Only the lines from the one containing "the steep dirt" through the end of the material are to be echoed, each exactly as it appears.
* start Information shown *
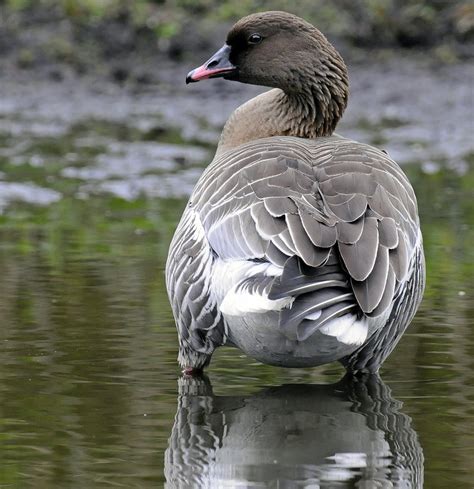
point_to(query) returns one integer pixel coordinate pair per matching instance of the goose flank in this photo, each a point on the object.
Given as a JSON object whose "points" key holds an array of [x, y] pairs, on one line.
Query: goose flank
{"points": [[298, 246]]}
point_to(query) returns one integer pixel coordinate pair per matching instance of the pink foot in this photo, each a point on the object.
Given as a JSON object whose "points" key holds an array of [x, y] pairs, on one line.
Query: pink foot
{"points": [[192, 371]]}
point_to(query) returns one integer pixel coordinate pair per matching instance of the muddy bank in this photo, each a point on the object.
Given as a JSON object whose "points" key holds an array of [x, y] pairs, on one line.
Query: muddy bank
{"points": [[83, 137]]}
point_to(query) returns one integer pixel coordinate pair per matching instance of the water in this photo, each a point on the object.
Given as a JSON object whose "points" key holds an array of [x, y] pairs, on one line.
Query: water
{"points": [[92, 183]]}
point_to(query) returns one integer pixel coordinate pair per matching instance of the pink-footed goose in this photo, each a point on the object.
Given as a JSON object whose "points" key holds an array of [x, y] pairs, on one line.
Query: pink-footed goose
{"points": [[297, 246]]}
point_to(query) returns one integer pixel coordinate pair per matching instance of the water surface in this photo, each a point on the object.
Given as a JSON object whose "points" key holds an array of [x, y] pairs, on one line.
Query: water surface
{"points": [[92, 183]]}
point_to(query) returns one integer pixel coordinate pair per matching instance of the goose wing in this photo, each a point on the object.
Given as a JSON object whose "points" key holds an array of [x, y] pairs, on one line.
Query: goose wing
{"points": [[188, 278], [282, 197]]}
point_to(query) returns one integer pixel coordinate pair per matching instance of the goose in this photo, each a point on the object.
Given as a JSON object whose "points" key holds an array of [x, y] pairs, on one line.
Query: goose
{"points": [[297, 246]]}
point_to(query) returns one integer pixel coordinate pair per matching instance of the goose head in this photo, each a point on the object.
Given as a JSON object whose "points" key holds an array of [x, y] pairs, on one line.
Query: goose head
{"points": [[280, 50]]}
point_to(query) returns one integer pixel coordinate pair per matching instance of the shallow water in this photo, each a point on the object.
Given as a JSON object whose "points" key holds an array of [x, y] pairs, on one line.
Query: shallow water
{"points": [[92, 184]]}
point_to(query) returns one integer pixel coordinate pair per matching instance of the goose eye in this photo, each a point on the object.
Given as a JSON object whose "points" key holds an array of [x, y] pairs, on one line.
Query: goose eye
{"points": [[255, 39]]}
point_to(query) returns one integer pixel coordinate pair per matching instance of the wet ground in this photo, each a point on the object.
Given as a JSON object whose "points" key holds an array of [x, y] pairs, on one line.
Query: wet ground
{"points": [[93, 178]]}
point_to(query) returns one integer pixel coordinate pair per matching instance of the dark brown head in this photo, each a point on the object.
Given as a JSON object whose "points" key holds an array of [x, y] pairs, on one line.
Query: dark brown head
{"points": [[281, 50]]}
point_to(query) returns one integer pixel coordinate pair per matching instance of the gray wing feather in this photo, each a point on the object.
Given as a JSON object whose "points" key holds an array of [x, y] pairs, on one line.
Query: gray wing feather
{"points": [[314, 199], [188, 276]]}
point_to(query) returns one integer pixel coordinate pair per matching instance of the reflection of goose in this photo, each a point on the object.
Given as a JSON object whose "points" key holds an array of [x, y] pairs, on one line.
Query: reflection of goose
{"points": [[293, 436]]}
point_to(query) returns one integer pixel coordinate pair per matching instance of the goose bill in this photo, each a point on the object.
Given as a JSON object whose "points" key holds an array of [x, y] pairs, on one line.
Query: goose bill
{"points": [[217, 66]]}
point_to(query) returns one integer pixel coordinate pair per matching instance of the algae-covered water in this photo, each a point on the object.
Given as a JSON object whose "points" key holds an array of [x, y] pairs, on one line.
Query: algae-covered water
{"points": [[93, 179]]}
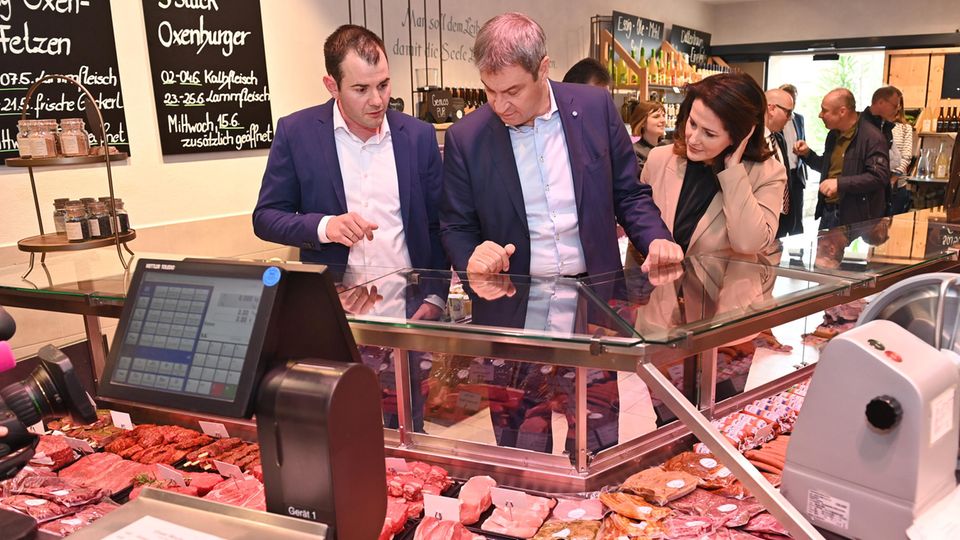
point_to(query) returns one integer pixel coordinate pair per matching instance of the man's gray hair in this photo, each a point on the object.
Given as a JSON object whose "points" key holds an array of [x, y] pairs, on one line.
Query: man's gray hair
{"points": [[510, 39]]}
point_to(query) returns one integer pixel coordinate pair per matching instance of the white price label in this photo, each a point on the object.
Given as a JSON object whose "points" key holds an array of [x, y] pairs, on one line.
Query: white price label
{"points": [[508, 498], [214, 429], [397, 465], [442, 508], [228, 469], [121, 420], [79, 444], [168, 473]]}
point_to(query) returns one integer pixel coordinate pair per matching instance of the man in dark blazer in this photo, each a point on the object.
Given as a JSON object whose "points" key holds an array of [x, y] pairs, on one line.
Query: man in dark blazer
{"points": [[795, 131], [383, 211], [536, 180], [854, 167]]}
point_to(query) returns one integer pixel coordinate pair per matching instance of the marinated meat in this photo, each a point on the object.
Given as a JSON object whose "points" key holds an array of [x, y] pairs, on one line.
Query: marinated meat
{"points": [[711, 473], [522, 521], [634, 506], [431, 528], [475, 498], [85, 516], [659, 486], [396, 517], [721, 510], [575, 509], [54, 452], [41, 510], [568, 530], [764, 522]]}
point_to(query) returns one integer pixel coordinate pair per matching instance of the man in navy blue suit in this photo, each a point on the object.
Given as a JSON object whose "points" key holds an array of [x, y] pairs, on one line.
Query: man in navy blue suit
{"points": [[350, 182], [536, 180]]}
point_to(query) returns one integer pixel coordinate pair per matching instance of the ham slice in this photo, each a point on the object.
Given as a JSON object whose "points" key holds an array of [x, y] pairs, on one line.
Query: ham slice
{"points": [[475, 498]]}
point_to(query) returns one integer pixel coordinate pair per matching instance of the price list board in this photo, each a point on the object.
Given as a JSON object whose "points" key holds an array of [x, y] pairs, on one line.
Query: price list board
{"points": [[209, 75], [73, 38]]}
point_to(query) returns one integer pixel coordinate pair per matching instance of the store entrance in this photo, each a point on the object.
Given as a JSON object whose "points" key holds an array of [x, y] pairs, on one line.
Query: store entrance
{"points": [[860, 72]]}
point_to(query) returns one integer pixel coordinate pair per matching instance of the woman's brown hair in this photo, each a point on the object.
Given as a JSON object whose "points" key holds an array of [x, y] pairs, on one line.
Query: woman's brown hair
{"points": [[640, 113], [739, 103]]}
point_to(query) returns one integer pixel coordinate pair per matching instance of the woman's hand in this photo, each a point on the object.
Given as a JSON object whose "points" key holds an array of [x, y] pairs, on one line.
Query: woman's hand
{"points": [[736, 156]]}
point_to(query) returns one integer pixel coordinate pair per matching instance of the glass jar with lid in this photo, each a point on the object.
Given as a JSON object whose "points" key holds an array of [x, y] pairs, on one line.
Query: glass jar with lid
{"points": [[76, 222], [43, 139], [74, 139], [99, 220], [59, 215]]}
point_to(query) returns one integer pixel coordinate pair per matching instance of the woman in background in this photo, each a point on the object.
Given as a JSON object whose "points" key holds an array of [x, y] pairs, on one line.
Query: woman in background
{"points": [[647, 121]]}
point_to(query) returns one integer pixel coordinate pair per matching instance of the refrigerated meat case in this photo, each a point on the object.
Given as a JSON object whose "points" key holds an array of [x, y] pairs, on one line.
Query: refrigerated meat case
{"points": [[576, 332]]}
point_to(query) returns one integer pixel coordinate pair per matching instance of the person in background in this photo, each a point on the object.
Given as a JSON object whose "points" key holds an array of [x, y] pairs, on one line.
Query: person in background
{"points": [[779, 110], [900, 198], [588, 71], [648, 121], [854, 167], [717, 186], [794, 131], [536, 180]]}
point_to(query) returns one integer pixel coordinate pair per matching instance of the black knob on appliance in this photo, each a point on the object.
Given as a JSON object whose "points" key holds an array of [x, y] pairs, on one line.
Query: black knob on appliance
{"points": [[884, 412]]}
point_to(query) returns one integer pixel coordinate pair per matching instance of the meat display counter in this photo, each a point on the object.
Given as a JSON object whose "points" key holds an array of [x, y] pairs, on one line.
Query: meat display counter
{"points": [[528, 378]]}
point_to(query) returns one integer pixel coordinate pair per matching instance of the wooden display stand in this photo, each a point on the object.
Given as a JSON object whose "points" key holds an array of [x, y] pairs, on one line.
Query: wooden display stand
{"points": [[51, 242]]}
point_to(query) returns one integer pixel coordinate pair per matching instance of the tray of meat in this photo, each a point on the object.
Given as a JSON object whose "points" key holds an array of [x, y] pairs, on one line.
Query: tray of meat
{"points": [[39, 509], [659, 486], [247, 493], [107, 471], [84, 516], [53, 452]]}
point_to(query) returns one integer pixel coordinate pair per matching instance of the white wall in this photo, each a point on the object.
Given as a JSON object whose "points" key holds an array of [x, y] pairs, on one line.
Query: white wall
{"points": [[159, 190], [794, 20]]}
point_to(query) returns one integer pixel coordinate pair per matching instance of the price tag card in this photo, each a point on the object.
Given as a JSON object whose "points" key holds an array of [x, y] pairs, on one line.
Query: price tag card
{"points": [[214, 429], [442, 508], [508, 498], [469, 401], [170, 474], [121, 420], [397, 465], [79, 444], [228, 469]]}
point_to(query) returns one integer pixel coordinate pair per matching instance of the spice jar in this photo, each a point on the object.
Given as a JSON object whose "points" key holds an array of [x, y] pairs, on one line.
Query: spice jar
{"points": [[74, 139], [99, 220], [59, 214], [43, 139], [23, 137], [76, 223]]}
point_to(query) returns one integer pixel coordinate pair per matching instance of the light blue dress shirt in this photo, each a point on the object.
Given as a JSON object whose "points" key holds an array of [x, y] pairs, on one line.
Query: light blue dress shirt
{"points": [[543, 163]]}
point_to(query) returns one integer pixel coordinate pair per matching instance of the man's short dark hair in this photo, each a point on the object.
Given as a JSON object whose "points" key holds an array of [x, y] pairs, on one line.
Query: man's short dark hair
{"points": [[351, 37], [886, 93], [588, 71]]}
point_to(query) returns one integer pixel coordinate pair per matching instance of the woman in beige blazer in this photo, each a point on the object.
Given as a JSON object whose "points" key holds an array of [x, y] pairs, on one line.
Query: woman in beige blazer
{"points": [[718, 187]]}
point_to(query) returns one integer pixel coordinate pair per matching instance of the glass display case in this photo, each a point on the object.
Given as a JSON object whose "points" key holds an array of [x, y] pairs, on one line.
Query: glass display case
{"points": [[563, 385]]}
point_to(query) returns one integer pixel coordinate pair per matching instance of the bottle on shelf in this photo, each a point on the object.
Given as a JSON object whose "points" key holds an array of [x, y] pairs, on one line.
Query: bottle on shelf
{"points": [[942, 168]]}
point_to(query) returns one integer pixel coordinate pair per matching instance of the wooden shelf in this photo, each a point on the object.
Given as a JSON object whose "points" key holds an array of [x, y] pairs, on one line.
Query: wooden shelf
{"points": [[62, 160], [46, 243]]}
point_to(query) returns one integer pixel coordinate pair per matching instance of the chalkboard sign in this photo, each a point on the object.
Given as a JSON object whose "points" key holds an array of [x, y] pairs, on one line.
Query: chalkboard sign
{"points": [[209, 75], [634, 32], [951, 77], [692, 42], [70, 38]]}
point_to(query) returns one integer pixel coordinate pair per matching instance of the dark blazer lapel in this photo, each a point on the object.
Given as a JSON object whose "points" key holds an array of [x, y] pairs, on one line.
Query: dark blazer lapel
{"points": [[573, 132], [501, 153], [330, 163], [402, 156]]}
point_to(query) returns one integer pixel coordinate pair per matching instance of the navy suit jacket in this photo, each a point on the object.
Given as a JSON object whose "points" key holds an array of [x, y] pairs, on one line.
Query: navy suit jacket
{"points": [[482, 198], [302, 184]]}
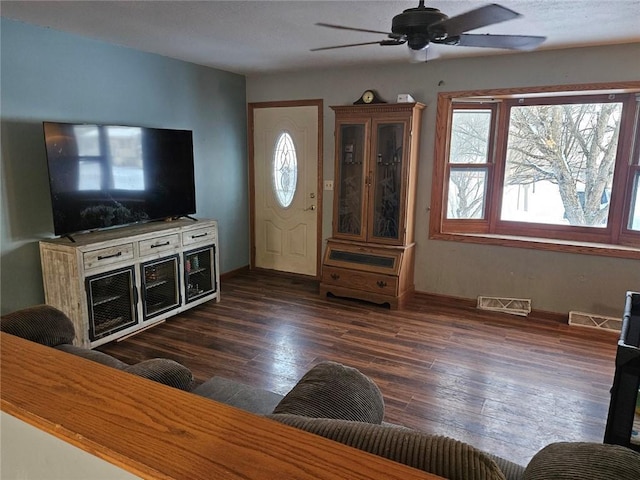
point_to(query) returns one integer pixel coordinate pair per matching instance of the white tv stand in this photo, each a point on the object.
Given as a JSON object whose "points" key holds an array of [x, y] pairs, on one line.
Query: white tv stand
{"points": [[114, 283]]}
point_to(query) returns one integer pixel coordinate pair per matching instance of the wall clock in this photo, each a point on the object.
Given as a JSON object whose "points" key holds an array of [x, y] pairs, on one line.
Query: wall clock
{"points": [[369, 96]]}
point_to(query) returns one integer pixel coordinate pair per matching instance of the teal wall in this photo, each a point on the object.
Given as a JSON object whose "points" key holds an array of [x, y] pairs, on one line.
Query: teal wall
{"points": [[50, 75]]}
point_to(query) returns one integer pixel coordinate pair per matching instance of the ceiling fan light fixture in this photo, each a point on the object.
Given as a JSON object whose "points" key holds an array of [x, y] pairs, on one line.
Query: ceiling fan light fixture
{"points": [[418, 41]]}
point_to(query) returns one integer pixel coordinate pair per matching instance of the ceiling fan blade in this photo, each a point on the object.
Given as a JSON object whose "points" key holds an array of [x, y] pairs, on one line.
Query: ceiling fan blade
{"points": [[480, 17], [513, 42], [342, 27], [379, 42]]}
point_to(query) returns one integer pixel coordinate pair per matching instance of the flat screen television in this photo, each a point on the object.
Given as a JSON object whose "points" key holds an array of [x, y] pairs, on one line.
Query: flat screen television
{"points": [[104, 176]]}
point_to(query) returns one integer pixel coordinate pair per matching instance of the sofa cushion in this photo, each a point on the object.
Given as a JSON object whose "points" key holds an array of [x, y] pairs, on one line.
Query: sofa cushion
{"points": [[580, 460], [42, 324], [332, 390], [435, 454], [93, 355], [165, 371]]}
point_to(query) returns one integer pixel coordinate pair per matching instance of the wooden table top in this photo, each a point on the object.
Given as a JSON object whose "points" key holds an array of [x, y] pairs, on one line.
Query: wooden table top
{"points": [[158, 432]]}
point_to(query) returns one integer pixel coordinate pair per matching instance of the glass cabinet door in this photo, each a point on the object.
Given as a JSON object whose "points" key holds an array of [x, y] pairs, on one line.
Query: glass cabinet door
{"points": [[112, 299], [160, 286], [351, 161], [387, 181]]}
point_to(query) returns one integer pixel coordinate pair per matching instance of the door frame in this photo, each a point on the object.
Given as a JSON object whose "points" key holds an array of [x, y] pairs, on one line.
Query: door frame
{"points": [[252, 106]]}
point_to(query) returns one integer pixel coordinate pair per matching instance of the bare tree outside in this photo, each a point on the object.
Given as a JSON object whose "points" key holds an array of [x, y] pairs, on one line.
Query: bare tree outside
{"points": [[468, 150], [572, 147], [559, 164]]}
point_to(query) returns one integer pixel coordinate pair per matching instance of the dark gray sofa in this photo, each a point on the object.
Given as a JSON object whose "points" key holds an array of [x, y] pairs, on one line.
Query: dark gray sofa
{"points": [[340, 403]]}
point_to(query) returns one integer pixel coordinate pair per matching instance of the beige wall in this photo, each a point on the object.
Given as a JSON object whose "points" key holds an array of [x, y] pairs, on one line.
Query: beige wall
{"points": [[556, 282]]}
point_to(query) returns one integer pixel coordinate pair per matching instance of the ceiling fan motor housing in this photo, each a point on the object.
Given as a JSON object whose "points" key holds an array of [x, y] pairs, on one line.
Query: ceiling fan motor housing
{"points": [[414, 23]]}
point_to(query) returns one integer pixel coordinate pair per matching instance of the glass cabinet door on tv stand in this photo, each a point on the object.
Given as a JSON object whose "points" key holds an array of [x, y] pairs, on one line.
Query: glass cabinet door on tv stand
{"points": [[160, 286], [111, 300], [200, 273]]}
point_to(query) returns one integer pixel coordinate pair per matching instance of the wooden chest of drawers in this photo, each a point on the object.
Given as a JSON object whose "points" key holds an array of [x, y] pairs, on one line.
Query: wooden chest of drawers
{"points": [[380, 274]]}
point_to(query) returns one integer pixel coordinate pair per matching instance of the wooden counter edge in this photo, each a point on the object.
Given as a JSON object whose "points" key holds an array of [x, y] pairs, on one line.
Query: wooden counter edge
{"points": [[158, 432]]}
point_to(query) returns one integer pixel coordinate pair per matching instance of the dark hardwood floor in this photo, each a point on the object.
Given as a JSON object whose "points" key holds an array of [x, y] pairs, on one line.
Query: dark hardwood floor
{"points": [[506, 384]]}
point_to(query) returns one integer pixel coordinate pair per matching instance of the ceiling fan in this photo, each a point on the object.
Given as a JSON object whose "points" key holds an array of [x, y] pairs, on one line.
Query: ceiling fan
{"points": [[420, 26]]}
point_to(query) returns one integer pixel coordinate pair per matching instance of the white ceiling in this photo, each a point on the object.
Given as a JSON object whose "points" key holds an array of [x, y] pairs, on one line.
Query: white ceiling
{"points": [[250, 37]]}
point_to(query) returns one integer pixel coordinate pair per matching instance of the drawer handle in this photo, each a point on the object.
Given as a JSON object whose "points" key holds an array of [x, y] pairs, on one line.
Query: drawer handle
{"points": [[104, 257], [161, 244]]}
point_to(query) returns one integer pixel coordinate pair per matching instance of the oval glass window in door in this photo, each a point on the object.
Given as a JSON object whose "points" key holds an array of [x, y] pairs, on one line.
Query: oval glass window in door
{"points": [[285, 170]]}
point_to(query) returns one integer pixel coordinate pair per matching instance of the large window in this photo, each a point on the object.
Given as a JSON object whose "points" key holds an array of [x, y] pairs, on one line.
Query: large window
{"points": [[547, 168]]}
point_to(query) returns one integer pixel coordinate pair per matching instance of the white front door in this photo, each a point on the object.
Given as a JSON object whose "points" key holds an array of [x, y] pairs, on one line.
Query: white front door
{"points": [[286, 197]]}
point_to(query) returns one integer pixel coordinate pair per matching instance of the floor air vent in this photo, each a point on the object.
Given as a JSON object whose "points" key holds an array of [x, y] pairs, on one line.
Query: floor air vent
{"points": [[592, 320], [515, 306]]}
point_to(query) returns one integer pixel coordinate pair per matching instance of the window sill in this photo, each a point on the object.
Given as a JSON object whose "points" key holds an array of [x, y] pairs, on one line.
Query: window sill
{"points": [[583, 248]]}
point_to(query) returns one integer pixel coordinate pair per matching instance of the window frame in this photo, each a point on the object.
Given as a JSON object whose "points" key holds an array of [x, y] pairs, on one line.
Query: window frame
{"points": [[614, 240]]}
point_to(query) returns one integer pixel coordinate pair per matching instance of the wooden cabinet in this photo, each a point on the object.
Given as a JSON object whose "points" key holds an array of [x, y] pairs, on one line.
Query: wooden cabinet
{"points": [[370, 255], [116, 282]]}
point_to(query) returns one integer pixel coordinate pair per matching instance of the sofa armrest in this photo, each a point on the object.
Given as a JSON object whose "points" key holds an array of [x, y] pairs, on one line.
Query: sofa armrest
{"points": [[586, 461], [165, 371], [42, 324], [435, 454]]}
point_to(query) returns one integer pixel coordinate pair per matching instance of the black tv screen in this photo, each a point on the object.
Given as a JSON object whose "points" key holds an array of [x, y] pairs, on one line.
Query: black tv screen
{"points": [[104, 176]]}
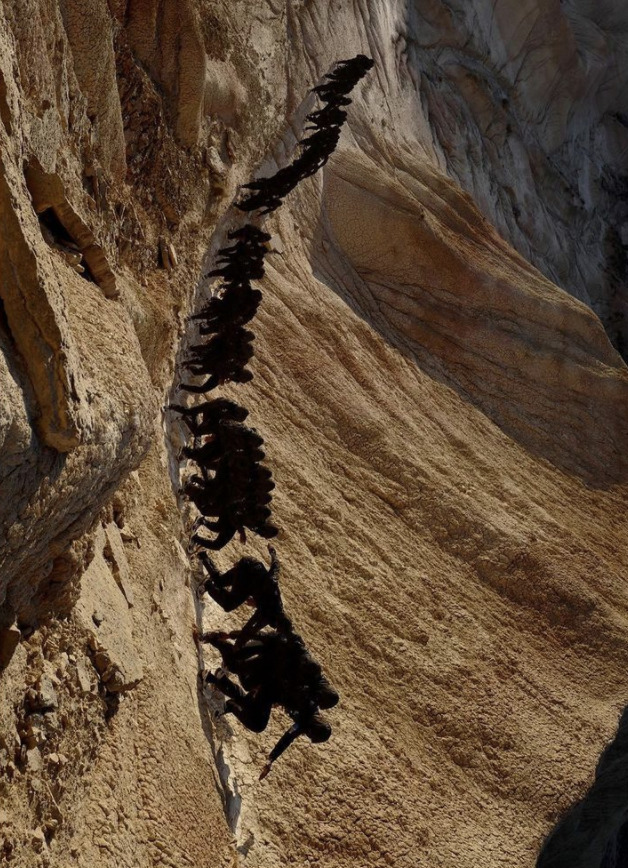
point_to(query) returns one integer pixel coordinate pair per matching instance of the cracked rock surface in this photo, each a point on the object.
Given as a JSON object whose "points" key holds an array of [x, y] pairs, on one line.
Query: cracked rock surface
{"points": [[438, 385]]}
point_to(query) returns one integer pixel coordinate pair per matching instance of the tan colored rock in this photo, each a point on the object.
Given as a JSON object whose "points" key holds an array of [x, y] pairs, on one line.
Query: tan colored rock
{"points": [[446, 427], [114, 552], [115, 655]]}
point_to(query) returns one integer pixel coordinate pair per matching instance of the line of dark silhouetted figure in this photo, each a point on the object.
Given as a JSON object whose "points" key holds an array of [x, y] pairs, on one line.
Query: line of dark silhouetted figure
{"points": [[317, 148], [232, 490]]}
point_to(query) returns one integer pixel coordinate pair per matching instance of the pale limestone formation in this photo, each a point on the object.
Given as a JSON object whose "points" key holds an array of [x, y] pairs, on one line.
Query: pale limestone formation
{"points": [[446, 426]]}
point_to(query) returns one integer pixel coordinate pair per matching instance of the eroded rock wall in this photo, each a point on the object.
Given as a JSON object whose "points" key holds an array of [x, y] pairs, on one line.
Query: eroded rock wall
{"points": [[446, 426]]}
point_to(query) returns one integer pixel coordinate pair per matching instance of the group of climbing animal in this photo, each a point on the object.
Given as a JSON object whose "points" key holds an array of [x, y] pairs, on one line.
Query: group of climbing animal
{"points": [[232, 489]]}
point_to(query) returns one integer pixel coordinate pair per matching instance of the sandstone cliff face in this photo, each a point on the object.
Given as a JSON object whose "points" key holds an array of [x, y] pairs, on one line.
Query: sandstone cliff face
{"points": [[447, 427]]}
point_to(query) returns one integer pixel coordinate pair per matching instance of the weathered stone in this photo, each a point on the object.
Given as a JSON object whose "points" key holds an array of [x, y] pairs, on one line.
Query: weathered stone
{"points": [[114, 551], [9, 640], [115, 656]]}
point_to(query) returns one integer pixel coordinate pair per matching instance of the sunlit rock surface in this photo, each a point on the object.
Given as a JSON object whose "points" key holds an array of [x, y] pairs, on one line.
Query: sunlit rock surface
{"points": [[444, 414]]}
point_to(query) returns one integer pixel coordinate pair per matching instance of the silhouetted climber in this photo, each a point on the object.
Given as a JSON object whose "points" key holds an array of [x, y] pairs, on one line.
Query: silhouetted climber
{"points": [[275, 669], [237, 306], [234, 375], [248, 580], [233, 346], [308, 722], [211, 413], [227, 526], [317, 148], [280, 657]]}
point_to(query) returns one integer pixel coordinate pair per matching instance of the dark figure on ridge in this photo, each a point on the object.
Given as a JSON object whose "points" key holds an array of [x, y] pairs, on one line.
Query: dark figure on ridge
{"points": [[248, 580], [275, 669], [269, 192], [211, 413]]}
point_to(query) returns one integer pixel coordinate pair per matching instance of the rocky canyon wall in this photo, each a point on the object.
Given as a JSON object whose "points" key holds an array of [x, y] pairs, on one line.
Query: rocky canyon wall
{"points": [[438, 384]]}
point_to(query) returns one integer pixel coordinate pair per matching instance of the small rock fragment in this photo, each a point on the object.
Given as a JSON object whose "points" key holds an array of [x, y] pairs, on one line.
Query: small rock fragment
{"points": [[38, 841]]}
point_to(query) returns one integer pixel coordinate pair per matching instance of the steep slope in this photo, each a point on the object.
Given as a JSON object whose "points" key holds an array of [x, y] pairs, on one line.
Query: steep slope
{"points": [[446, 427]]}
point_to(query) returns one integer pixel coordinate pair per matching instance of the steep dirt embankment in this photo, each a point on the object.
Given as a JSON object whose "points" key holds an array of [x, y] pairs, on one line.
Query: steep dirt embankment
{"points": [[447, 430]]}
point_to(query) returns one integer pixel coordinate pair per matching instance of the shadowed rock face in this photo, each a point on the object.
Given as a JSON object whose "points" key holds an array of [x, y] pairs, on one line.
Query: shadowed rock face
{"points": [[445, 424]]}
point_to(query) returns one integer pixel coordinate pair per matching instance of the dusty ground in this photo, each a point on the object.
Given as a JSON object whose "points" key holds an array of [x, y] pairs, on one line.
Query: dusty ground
* end Information shown *
• [Exercise answer]
point_to(query) returns one integer pixel coordinate pair per matching instance of the steep dirt embankment in this photo, each a point on the object.
Given as a JSON object whose "points" key holds an array of [x, y] pairs, on one line.
Query: steep dirt embankment
{"points": [[447, 430]]}
point_to(query) returns one integer pixel coordinate pair per matching instance of the shadowed rock face in this photo, each a point on the object.
Given as a JSON object whose "points" key holds an array of [x, y] pairs, on one line.
Query: shadowed rock face
{"points": [[445, 424]]}
point_to(query) returns one integer pixel coordinate pair per matching instance of the dusty ground in this photo, each a point on the object.
Given as a JSON object whose "points" key holds an array of [x, y] pairs, on one line.
Query: dusty ground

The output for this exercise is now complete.